Image point grounding data
########################################

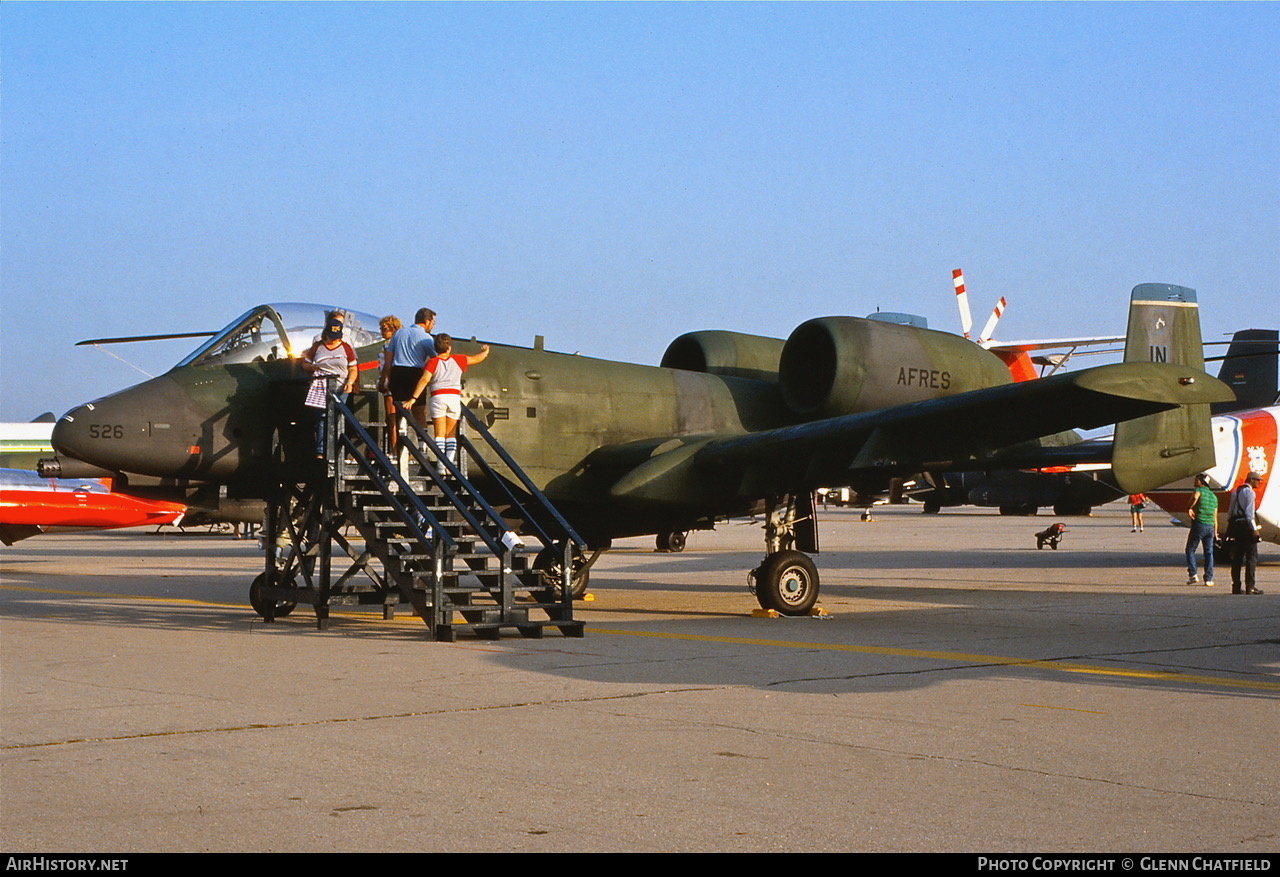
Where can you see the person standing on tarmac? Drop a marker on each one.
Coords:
(1203, 524)
(1137, 502)
(388, 327)
(1242, 529)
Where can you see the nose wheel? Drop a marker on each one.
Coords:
(786, 581)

########################################

#### [ABOUT THIS EXERCISE]
Which lines above hold the string "Drop"? Show each of them.

#### [YOUR RESPONSE]
Where can you see the person standing on tarmac? Drop a marker on each one.
Where can you see the nose wheel? Drop a marker on each one.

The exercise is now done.